» PROBLEM TO WORK ON: Find the line with "Exercise. Mark the black snowmobile". Repeat it and each line after it, exactly, down to the end of the records below.

Segment Open

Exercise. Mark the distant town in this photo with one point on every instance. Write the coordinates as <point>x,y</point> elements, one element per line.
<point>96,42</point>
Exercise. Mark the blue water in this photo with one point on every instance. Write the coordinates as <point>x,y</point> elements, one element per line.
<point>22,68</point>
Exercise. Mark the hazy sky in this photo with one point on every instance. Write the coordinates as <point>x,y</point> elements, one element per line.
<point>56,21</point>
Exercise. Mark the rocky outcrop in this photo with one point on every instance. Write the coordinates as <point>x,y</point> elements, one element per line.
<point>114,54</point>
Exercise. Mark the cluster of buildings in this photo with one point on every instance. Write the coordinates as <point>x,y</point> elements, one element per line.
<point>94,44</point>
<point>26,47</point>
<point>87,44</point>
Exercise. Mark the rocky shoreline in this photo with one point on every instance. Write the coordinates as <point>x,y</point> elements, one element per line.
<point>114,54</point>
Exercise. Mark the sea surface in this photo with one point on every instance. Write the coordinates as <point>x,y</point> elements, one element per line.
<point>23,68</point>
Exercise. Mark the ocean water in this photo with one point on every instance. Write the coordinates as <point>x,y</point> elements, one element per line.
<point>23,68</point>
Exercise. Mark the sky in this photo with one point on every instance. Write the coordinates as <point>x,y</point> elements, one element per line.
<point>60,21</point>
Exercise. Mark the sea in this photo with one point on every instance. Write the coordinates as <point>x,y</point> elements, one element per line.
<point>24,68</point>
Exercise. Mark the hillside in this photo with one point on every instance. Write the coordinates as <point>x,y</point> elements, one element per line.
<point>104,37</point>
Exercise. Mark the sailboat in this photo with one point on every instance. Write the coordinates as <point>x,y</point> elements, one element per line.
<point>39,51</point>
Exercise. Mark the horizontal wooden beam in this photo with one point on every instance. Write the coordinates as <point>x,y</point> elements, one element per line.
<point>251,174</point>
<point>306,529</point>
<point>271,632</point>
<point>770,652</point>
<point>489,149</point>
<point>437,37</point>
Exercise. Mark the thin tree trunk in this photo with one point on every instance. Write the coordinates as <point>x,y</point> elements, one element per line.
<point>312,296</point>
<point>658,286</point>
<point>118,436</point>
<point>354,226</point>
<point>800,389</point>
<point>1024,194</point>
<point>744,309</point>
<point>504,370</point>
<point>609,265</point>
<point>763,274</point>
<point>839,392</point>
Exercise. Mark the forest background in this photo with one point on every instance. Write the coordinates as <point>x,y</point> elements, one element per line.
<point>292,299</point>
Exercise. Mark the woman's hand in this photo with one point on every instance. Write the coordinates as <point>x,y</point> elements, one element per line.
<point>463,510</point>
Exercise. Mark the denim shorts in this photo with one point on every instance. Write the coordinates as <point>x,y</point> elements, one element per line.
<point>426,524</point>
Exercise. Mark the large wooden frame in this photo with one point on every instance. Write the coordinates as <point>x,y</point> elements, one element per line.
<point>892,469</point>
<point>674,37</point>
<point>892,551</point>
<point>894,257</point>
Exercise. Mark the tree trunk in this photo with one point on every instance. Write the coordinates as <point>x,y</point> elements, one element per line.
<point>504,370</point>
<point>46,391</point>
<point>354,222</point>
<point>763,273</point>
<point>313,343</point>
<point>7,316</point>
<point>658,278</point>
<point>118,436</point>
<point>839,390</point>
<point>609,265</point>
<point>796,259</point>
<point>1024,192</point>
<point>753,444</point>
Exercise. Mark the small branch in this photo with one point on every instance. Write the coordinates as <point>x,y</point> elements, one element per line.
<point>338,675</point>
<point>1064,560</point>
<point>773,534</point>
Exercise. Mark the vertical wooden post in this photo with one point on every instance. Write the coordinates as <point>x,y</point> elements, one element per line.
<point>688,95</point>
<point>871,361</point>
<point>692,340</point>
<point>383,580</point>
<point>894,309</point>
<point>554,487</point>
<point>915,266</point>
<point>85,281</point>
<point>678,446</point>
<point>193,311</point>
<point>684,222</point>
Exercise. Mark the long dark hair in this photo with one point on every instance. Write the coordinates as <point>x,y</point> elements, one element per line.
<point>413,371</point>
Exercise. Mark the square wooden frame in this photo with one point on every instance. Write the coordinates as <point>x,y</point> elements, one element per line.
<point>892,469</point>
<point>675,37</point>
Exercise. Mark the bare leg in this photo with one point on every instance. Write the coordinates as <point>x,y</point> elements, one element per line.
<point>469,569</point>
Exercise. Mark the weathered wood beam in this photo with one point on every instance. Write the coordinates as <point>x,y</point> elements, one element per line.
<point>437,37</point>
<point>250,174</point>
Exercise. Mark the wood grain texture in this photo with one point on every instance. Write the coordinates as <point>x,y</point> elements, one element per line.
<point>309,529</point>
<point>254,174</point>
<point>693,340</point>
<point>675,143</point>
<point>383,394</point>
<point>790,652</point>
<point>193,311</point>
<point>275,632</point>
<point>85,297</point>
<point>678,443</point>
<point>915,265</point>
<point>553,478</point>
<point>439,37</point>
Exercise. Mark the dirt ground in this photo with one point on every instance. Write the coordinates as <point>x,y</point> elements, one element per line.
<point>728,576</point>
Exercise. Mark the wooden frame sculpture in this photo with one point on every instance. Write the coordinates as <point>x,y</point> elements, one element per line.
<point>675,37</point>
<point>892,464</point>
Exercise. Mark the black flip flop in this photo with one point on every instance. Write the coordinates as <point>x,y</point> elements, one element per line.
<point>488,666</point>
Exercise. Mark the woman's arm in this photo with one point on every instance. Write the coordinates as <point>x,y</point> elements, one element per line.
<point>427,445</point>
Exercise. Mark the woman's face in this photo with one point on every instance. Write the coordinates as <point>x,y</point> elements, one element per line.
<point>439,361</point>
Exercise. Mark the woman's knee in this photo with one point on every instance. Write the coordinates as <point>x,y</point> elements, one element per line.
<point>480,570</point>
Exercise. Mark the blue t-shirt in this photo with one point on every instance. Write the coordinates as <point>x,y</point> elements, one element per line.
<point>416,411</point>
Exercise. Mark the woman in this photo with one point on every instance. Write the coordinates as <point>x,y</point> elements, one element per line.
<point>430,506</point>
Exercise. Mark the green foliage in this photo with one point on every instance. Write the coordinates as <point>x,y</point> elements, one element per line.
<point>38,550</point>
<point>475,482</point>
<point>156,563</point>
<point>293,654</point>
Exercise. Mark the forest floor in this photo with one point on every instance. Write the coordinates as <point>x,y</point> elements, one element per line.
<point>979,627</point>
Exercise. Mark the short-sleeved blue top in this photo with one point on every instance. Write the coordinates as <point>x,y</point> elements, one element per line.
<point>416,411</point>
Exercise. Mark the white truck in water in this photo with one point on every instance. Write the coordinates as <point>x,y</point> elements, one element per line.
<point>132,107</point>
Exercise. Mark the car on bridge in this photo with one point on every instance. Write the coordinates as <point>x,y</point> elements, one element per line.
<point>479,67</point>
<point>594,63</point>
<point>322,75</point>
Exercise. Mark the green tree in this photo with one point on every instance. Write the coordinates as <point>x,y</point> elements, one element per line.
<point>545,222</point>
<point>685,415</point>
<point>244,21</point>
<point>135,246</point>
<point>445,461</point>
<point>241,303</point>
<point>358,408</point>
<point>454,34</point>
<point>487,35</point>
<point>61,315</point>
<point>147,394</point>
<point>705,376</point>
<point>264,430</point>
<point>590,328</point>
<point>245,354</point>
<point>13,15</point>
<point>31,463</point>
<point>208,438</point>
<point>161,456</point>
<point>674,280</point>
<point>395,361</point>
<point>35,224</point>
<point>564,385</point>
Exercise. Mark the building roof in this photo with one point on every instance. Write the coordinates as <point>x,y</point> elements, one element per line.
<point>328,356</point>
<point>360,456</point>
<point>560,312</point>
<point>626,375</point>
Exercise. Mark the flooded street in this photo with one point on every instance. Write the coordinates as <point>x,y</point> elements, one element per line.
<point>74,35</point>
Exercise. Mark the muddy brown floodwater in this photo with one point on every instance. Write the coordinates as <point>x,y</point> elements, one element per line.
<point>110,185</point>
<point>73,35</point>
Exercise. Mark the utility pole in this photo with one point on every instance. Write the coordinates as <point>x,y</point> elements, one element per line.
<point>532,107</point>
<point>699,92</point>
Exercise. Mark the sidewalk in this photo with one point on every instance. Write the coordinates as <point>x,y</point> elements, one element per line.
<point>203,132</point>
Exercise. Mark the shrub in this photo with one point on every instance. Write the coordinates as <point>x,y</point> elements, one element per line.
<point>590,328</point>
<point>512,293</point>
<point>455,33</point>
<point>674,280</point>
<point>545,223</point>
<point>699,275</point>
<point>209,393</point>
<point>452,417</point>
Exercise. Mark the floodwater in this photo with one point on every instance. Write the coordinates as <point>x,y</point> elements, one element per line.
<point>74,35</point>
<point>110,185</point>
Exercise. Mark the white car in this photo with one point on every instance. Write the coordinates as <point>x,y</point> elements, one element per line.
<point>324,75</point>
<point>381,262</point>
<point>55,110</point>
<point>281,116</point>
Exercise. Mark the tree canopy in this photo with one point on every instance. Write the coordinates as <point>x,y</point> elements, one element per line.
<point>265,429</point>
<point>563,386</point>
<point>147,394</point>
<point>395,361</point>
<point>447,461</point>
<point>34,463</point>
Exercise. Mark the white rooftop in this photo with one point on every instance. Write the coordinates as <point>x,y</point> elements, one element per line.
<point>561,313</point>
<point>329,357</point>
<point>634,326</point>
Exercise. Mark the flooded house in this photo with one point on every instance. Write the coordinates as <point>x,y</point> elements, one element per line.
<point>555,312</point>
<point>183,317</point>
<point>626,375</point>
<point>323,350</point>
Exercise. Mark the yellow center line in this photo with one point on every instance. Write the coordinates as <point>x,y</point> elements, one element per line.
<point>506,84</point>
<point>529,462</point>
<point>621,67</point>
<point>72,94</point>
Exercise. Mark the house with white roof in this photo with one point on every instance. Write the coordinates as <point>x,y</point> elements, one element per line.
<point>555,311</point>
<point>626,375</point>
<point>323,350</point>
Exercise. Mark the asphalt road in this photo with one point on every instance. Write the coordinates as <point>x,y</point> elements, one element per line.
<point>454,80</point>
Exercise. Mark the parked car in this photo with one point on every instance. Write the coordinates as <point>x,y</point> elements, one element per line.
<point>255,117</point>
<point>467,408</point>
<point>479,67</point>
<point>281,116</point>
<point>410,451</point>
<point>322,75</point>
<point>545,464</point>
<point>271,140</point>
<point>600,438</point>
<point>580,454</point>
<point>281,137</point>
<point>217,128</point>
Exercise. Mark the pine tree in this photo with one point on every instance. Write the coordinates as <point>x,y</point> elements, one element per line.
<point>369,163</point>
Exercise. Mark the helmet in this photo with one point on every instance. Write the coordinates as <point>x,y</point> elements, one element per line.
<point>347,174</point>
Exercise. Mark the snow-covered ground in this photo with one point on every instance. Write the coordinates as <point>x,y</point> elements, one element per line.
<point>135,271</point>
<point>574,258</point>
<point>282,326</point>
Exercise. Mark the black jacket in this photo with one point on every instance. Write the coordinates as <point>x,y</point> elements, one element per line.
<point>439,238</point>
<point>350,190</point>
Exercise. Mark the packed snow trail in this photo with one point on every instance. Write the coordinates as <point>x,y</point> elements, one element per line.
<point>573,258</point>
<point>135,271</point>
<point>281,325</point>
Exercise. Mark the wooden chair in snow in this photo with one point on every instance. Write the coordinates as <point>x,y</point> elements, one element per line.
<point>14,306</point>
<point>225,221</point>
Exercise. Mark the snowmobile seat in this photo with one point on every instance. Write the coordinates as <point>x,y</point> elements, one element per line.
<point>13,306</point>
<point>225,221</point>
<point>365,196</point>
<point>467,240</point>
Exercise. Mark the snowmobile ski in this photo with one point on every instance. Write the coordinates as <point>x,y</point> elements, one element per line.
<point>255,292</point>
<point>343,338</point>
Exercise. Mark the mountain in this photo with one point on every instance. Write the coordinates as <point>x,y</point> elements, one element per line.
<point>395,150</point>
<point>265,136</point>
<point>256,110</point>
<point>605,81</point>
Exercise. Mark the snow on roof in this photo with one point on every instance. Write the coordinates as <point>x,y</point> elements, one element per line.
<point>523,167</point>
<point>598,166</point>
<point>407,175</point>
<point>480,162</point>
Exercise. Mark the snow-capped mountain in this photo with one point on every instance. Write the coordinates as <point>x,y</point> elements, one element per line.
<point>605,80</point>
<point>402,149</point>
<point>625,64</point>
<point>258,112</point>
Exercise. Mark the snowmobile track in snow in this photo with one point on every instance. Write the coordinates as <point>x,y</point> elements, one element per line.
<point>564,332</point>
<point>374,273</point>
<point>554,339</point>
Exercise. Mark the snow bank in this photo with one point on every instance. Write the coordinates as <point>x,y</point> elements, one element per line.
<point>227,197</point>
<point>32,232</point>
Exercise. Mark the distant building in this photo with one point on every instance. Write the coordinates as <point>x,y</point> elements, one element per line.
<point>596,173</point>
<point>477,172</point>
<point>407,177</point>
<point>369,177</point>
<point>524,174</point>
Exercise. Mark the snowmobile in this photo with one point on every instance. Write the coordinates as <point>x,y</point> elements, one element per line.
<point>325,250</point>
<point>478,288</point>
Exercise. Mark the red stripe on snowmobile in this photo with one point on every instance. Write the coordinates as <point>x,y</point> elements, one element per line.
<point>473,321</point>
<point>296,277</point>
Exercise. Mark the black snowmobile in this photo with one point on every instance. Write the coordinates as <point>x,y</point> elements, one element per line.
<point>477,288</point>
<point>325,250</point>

Segment Closed

» RESPONSE AREA:
Exercise. Mark the black snowmobile in this photo with one point on every instance. Write the coordinates as <point>x,y</point> elements, one element per line.
<point>477,288</point>
<point>325,250</point>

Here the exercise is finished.